**Exercise goal:** The printed result should hold only the lines from the opening of the data through the line bearing "Find the wrought", exactly as given and without pictures.

================================

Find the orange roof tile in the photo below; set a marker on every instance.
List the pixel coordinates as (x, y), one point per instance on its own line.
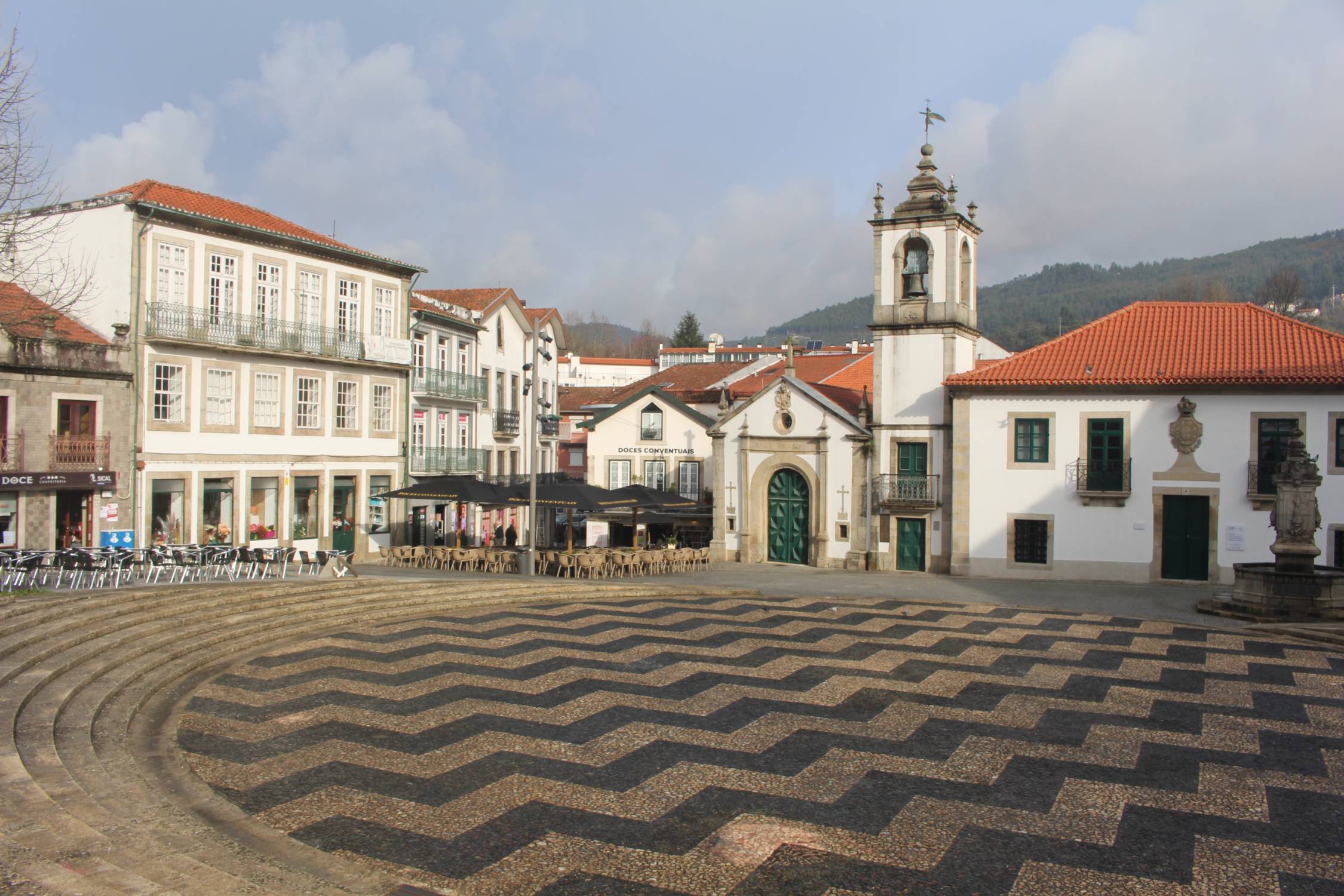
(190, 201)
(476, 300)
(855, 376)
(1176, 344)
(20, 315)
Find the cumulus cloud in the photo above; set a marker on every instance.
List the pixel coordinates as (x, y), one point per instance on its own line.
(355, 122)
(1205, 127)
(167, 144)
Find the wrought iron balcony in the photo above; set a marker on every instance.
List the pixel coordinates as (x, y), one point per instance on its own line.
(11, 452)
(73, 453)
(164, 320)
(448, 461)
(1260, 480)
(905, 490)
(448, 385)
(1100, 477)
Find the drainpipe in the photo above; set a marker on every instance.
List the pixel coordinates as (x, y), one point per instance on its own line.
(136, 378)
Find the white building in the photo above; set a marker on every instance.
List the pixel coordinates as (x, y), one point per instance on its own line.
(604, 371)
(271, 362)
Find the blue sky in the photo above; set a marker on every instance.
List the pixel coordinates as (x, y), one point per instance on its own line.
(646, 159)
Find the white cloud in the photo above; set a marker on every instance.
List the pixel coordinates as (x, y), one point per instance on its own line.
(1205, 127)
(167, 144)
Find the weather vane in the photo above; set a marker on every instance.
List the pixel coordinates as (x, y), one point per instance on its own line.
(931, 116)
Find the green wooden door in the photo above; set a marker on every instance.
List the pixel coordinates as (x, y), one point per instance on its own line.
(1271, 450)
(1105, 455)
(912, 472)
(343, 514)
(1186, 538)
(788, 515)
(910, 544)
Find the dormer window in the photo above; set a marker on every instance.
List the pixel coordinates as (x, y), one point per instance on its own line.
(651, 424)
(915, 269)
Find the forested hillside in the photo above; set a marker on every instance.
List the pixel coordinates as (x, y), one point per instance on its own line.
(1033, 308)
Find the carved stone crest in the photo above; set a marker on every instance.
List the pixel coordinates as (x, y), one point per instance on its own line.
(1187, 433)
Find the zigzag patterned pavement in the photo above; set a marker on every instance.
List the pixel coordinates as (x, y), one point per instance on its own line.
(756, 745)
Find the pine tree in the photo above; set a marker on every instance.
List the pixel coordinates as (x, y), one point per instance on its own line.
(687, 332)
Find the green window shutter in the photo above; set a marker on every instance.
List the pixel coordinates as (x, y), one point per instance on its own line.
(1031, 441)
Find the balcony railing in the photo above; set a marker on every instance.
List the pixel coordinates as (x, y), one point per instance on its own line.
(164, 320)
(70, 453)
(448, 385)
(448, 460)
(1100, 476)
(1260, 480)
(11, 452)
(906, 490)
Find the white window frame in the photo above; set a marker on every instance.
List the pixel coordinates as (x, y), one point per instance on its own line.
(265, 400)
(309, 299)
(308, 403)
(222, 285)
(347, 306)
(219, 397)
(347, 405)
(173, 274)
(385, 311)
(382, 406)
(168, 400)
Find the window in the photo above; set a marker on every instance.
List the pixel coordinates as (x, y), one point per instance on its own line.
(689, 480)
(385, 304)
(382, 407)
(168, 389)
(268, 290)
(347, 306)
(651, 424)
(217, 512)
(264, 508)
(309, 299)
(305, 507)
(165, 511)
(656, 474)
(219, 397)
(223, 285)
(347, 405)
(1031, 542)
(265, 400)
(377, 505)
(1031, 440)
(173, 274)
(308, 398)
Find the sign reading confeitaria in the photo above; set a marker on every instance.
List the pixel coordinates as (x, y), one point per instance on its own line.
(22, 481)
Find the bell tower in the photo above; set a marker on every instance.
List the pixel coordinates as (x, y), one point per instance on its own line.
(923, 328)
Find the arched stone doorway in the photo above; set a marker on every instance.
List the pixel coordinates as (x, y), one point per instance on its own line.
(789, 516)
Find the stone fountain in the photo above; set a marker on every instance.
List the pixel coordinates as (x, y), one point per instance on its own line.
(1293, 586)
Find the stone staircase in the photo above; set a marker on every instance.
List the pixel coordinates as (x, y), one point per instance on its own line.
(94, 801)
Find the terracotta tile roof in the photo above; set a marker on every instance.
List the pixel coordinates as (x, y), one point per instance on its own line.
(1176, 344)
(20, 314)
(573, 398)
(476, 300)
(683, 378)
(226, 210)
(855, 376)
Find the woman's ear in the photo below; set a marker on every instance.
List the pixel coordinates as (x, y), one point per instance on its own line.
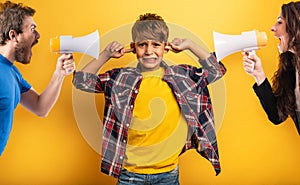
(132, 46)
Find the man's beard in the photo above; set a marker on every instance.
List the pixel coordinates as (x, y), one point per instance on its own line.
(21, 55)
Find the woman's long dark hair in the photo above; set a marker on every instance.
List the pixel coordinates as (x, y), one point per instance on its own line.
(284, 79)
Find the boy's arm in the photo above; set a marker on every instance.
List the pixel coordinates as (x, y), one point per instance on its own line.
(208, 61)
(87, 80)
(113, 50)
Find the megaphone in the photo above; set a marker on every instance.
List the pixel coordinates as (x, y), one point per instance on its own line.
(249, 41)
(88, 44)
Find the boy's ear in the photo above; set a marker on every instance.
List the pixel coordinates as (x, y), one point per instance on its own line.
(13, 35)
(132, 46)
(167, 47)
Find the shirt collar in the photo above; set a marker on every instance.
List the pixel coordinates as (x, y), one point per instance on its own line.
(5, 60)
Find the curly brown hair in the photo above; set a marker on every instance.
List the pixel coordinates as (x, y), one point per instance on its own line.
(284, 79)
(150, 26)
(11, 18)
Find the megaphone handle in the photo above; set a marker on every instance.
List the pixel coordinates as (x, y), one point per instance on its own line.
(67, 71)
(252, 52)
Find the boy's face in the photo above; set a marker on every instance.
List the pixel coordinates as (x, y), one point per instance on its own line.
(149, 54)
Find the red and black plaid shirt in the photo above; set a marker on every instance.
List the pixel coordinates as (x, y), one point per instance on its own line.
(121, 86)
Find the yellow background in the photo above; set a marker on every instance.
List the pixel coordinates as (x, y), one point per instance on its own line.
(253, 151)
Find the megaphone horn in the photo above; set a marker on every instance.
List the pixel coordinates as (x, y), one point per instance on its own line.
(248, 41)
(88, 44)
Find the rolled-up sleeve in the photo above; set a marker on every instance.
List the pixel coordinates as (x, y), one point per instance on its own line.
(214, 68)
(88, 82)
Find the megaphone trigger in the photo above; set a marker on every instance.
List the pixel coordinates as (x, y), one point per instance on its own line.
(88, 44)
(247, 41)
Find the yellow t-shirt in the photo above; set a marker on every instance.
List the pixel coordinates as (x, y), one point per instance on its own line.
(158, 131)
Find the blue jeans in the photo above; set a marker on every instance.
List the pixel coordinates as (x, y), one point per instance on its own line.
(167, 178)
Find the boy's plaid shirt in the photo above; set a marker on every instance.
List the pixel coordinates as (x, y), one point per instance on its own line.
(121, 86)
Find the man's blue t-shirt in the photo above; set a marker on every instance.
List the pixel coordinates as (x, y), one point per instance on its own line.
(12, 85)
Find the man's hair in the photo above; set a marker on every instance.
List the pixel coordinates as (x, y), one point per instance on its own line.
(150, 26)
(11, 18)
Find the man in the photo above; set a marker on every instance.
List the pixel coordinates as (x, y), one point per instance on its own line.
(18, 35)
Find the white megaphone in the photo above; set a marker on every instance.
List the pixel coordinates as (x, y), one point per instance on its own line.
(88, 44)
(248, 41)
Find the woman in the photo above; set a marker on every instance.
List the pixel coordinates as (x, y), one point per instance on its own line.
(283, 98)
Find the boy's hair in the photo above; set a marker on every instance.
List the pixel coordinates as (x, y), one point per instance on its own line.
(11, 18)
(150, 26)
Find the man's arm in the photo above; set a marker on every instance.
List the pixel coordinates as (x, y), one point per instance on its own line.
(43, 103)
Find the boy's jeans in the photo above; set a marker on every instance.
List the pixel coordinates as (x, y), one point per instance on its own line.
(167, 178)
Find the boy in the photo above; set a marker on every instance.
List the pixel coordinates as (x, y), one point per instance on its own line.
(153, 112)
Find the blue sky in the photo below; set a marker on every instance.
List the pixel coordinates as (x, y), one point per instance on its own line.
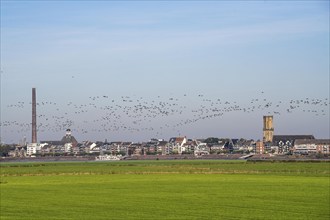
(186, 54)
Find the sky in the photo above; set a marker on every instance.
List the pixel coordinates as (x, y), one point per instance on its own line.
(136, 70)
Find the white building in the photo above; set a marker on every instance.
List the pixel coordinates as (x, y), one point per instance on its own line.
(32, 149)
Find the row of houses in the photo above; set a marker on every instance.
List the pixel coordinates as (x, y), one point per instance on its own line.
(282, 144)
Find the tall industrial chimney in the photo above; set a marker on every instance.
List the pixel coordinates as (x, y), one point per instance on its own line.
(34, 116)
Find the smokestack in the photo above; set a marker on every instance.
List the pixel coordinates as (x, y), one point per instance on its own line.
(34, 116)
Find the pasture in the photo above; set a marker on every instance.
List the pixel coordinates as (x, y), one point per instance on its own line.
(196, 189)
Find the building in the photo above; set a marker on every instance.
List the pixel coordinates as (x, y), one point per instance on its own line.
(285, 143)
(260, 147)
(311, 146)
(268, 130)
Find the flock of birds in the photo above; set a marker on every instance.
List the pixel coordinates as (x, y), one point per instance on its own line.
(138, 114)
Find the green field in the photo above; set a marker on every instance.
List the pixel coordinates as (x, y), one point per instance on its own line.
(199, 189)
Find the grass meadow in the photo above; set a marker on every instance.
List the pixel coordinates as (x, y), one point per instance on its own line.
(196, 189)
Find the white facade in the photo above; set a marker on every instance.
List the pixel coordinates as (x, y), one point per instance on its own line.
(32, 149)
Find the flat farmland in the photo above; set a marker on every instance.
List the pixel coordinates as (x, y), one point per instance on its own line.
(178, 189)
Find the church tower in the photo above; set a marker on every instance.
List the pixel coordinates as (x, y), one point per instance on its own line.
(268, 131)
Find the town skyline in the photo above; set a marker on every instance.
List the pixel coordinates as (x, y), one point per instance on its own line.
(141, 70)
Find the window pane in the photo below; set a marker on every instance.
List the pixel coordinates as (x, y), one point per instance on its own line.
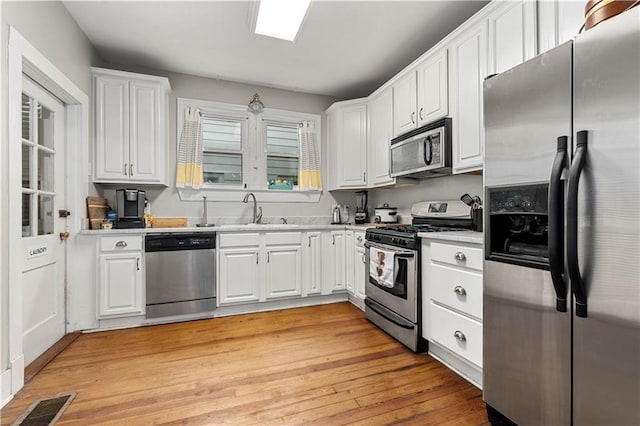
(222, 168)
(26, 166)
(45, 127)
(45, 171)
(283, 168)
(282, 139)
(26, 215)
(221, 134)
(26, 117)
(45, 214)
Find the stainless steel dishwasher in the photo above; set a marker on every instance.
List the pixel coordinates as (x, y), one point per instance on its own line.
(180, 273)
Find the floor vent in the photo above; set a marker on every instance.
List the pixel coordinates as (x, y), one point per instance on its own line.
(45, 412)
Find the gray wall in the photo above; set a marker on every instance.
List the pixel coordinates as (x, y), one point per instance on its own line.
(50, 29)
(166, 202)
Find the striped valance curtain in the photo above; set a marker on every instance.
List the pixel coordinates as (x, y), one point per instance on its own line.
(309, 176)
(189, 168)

================================

**Finished task:**
Find the orange roof tile in the photo below; set a marker on every instance.
List the pixel coordinates as (x, y), one point per instance on its own line.
(190, 201)
(476, 300)
(855, 376)
(1176, 344)
(20, 315)
Find the cumulus cloud in the photo above; set a marker on every instance.
List the pixel coordinates as (x, y), one point per instance on its own line.
(355, 122)
(1205, 127)
(167, 144)
Find the wrought iron balcony in the photo above; set a marker on every instance.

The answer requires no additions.